Opdracht 1:
Hoeveel personen waren er volgens de tekst over Brummelkamp in Beekbergen aanwezig in de woning van de weduwe Alphers?
Opdracht 2:
Herhaal woord voor woord het stuk uit de tekst over Brummelkamp in Beekbergen dat begint bij "Ds. Brummelkamp beklaagde" en doorloopt tot en met "den wind omverwierp’.".

Oefentekst:
┏━━

Ds. A. Brummelkamp (1811-1888) institueerde de gemeente te Beekbergen .

De vraag is wie de onrust veroorzaakte. De godsdienstoefening die Brummelkamp in de woning van de weduwe Alphers  wilde houden was niet verboden. Volgens een uit de Napoleontische tijd daterende wet – die nu toegepast werd op godsdienstige samenkomsten – was het verboden godsdienstige bijeenkomsten te houden van meer dan twintig personen. In de woning van de weduwe waren slechts twaalf personen aanwezig. Bovendien gaf Brummelkamp aan de godsdienstoefening te zullen beëindigen.

Hoeveel opzien zullen de militairen echter niet veroorzaakt hebben toen ze, begeleid door een tamboer, door het dorp marcheerden en de wacht bij de woning betrokken? De nieuwsgierigen, die als reactie daarop naar het huis van de weduwe Alphers kwamen, zullen ongetwijfeld bij de burgemeester de vrees gewekt hebben dat het tot opstootjes zou kunnen komen. Maar dat was dan wel aan de inzet van de infanterie te wijten…

Klacht bij de koning (1836).

Ds. Brummelkamp beklaagde zich na de verstoring van de godsdienstoefening in Beekbergen bij de koning. Hij schreef dat hem verhinderd was Gods Woord te verkondigen ‘waarna de tegenstanders der gemeente Gods hun hevige vijandschap toonden, maar daarop ook moesten ondervinden, dat de Almachtige twaalf hunner huizen en eenige schuren, door den wind omverwierp’.

Inderdaad werd Beekbergen op 12 februari, drie dagen na de verstoorde godsdienstoefening, getroffen door ‘een orkaan, vergezeld van hagel en onweer’, die veel schade veroorzaakte waardoor ‘aldaar niet minder dan vierentwintig gebouwen zijn beschadigd of geheel vernield’. Overigens bleek uit het rapport van de burgemeester dat géén huizen vernield waren van de volgelingen van ds. Brummelkamp, al meldde hij dat niet aan de gouverneur.

┗━━

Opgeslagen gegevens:
┏━━

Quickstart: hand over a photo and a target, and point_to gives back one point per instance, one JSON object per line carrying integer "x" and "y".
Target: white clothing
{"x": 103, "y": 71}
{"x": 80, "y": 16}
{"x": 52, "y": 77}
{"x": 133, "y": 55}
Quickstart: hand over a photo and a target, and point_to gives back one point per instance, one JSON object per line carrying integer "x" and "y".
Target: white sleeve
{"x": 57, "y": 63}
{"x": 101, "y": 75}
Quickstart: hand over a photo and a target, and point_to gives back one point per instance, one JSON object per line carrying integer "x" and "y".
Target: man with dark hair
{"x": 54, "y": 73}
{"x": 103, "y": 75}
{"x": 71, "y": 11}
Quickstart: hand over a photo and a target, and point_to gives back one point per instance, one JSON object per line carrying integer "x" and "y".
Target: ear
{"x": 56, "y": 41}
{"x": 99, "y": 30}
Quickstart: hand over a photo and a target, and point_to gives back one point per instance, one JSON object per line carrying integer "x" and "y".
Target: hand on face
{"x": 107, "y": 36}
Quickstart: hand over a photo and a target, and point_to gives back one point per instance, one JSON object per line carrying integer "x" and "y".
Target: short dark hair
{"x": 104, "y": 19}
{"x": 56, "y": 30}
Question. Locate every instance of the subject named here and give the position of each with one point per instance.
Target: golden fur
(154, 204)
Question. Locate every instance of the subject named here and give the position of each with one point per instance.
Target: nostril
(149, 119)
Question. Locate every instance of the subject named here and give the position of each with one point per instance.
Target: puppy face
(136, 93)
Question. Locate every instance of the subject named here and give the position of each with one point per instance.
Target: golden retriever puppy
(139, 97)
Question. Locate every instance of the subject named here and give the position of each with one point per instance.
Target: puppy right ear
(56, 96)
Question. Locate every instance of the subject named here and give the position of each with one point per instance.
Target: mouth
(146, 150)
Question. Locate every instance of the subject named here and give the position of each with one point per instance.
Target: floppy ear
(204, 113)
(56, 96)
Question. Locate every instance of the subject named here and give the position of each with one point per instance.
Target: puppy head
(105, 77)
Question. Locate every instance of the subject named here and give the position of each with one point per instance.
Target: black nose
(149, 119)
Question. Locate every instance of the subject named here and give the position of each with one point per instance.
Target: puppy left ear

┗━━

Resultaat 1:
Twaalf personen.

Resultaat 2:
Ds. Brummelkamp beklaagde zich na de verstoring van de godsdienstoefening in Beekbergen bij de koning. Hij schreef dat hem verhinderd was Gods Woord te verkondigen ‘waarna de tegenstanders der gemeente Gods hun hevige vijandschap toonden, maar daarop ook moesten ondervinden, dat de Almachtige twaalf hunner huizen en eenige schuren, door den wind omverwierp’.